Extracted data entries:
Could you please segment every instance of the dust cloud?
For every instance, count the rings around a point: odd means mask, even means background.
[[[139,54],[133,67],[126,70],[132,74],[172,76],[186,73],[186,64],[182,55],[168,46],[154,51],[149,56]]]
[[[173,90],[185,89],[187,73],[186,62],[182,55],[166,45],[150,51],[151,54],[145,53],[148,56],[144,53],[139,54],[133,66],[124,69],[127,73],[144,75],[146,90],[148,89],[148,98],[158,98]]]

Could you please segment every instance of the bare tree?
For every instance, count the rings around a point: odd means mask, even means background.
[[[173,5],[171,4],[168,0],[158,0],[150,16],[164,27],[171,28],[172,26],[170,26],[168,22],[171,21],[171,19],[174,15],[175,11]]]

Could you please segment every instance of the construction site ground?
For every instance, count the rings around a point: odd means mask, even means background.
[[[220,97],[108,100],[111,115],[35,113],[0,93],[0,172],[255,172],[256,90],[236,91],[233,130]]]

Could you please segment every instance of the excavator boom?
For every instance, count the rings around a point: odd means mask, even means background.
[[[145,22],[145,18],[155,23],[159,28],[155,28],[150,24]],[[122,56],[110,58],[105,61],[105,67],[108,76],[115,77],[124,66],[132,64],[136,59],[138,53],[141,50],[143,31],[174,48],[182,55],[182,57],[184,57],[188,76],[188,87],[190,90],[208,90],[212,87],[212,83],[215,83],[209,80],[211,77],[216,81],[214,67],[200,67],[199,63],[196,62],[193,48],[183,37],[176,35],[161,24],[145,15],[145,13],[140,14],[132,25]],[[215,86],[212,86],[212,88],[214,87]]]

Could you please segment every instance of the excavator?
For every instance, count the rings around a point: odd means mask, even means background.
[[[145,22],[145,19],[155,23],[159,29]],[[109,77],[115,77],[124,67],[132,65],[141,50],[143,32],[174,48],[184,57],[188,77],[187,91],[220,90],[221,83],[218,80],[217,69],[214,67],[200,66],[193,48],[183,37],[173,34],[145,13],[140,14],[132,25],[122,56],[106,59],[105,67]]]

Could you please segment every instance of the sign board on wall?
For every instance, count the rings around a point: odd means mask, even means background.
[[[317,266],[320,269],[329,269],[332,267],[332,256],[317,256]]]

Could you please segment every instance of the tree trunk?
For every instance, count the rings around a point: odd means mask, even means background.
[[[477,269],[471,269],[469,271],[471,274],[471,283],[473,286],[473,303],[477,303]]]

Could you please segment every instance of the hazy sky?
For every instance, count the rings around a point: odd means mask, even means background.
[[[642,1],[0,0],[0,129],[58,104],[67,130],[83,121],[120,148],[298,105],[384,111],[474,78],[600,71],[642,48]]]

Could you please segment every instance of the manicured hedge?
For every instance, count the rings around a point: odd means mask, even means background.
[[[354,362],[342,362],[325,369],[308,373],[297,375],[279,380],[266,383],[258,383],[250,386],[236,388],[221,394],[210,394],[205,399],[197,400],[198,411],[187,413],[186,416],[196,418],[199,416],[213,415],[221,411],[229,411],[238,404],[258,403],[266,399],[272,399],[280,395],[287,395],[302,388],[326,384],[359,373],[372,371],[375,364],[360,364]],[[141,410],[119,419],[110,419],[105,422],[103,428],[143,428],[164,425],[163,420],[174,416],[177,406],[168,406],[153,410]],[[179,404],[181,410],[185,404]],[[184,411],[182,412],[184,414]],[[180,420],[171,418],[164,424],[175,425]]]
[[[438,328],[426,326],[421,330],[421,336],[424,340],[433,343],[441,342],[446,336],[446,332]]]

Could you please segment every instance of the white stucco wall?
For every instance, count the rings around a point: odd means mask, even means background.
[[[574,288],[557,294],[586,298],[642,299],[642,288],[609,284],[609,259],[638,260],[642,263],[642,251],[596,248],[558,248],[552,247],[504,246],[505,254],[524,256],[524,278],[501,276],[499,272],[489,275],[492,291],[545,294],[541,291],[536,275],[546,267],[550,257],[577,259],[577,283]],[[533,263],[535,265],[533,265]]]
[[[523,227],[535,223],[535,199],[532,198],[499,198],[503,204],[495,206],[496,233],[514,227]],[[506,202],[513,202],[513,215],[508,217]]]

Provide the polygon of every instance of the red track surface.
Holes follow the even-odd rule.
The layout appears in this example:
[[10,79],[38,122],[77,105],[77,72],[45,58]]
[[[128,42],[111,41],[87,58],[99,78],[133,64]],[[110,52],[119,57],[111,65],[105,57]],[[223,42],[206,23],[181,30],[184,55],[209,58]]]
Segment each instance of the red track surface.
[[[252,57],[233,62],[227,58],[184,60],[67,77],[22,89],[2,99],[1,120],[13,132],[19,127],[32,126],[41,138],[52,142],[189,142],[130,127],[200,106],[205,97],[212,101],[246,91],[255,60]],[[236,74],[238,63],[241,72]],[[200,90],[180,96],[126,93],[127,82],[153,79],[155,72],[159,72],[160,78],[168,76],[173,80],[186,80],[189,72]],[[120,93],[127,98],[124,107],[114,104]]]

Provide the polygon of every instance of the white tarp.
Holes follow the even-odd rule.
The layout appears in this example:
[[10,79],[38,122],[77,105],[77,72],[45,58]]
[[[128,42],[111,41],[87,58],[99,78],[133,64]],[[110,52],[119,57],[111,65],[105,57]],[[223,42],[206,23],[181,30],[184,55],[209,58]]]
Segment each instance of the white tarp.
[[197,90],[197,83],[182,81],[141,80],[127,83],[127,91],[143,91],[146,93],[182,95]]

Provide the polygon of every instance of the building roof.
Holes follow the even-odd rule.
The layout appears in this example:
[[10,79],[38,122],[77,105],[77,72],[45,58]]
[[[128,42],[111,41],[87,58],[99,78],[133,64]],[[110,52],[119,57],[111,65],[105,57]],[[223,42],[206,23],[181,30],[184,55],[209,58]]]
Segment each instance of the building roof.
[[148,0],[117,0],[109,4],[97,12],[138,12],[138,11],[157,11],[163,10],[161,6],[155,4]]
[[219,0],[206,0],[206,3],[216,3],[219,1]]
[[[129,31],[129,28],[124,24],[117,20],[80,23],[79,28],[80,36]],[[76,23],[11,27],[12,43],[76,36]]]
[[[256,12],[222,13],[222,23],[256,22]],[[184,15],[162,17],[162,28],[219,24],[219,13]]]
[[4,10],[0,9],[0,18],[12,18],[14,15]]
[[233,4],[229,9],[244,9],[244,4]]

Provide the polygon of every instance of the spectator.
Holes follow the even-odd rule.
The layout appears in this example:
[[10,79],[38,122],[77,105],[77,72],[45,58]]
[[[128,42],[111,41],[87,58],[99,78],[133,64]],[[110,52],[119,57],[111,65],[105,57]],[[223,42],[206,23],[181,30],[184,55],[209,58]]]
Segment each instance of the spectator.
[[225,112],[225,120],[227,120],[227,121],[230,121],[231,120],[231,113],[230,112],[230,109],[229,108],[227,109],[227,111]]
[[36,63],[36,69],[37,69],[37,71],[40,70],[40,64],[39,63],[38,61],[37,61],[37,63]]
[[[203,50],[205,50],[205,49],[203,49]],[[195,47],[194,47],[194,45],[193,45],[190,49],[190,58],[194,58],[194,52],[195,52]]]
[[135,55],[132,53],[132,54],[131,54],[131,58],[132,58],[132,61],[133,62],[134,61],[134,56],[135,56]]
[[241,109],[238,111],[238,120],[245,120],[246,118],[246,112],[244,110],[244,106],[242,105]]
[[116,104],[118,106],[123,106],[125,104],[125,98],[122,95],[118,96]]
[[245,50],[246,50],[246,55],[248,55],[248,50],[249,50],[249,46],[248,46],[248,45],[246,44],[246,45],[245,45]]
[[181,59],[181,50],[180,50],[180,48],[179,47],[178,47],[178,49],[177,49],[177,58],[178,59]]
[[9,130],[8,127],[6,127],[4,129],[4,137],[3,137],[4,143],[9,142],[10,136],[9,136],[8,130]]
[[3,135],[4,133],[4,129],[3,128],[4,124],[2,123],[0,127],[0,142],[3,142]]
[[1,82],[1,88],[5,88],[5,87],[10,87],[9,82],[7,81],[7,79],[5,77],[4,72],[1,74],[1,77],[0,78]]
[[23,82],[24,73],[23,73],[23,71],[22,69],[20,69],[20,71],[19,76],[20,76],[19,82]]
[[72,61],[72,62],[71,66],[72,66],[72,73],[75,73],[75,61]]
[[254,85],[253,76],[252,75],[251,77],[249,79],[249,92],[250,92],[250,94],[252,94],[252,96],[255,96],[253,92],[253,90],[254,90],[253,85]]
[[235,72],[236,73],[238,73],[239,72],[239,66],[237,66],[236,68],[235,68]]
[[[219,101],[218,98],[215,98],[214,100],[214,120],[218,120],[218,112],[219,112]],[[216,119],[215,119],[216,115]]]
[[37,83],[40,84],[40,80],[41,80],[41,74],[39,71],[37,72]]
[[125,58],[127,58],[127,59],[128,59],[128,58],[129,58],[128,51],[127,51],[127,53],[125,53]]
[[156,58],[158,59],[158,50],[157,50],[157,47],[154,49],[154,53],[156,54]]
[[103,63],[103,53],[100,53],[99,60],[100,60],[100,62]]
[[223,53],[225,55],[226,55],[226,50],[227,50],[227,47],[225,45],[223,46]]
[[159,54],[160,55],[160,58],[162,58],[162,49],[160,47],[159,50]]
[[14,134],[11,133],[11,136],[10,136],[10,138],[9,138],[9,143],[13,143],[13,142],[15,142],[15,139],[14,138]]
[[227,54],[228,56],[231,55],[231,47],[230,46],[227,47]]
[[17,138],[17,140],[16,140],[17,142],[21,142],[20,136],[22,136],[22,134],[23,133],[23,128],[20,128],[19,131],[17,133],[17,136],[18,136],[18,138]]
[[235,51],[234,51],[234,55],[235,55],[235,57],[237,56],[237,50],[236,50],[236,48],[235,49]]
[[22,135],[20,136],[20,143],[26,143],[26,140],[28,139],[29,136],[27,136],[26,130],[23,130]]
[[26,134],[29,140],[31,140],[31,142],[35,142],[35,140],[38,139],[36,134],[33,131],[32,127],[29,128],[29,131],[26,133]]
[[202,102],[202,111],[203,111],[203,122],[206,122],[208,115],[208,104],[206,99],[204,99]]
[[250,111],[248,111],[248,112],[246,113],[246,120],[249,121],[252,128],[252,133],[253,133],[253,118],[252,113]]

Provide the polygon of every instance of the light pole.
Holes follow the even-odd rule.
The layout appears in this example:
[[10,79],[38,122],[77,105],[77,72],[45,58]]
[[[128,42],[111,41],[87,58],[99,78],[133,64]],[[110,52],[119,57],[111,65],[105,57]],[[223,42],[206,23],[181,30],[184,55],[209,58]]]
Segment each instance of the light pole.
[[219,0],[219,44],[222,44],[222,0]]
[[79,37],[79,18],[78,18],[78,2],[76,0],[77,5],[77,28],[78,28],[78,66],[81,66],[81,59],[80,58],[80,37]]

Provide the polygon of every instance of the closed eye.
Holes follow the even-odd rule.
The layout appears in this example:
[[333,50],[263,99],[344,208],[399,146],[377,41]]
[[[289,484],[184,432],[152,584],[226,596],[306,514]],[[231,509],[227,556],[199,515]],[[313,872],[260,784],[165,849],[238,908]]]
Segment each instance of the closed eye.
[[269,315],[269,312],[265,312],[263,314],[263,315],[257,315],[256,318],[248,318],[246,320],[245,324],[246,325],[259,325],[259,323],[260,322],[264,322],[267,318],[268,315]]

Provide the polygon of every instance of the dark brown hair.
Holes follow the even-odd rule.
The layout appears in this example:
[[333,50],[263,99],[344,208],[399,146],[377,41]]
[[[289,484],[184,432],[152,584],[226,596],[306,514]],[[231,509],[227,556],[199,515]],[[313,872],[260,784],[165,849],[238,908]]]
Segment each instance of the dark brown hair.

■ **To be done**:
Every line from the one holding "Provide the polygon of every instance of the light" through the final line of the listing must be echoed exactly; leave out all other lines.

■ **Complete output**:
Provide the polygon of every instance of the light pole.
Holes follow the even-odd rule.
The layout appears in this example:
[[10,79],[38,122],[77,105],[77,72],[45,58]]
[[[128,42],[111,41],[87,58],[99,78],[133,64]],[[110,52],[119,57],[111,65],[105,57]],[[223,42],[206,23],[181,30],[184,55],[209,58]]]
Segment each instance of the light pole.
[[219,0],[219,44],[222,44],[222,0]]
[[79,37],[79,18],[78,18],[78,2],[76,0],[77,5],[77,28],[78,28],[78,66],[81,66],[81,59],[80,58],[80,37]]

Provide the polygon of every instance of the closed eye.
Holes follow the even-odd rule.
The layout appears in this example:
[[333,50],[263,99],[344,208],[399,146],[377,41]]
[[[289,484],[184,432],[152,584],[226,596],[306,514]],[[231,509],[227,556],[199,515]],[[313,872],[260,784],[165,849],[238,908]]]
Segment each instance of the closed eye.
[[269,315],[269,312],[265,312],[263,314],[263,315],[257,315],[256,318],[248,318],[246,320],[245,324],[246,325],[259,325],[259,323],[260,322],[264,322],[267,318],[268,315]]

Provide the polygon of every instance of the dark brown hair.
Holes follow the even-odd rule.
The layout appears in this example:
[[333,50],[263,99],[344,208],[399,146],[377,41]]
[[[289,484],[184,432],[152,584],[226,596],[306,514]],[[231,509],[227,556],[199,515]],[[313,872],[260,784],[165,849],[238,908]]]
Segment each instance of the dark brown hair.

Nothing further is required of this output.